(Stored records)
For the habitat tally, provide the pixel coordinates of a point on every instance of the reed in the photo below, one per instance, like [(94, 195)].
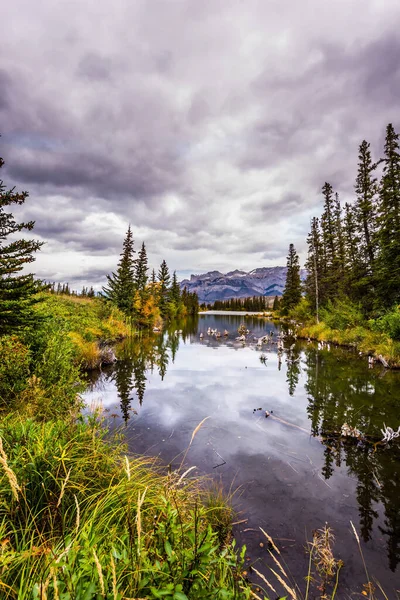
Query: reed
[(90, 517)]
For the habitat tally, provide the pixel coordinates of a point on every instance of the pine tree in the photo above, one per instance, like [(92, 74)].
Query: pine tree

--

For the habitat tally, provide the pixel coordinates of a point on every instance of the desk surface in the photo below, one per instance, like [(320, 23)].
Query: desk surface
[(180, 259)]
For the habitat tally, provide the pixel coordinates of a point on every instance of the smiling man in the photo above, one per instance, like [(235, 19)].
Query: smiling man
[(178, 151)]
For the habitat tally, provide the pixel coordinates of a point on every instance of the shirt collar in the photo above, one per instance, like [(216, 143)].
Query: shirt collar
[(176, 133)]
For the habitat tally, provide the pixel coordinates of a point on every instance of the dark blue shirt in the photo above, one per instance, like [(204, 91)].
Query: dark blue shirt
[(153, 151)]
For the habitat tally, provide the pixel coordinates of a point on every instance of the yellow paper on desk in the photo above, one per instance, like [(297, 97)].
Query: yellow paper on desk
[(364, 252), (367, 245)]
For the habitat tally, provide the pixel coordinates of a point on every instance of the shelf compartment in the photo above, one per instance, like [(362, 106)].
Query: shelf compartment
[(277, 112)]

==

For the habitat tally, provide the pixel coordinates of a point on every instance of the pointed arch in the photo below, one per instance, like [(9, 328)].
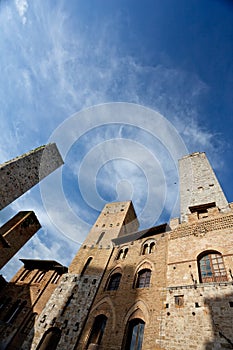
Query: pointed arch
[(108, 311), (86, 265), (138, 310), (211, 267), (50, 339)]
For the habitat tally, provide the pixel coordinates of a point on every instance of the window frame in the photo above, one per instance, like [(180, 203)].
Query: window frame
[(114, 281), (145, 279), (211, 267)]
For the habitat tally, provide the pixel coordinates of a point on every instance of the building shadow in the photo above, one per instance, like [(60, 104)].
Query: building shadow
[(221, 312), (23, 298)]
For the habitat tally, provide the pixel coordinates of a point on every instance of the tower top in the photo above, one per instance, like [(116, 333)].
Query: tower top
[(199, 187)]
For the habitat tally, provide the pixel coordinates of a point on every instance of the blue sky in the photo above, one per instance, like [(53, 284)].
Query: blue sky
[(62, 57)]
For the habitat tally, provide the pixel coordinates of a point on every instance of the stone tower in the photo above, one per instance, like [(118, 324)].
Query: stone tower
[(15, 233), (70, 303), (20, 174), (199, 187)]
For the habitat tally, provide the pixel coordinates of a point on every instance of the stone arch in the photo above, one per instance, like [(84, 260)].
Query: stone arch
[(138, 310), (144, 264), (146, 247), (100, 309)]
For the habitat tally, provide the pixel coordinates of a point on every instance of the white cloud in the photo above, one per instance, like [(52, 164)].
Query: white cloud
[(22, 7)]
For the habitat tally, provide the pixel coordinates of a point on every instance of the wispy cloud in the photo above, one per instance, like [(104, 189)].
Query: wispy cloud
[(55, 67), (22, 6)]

TASK OBJECTIVE. Using the records above, return word for word the lines that begin at the one containing "like [(94, 195)]." and end at the one containing "Query: pine tree", both of them included and no pictures.

SOLUTION TO THE EXERCISE.
For the habitat tally, provide the pixel coordinates of a point on every instance of the reed in the photo below, one per instance, like [(94, 195)].
Query: reed
[(90, 517)]
For the habitat tally, provide the pixel coordinates of a point on every instance of the pine tree in the photo above, one per instance, like [(92, 74)].
Query: pine tree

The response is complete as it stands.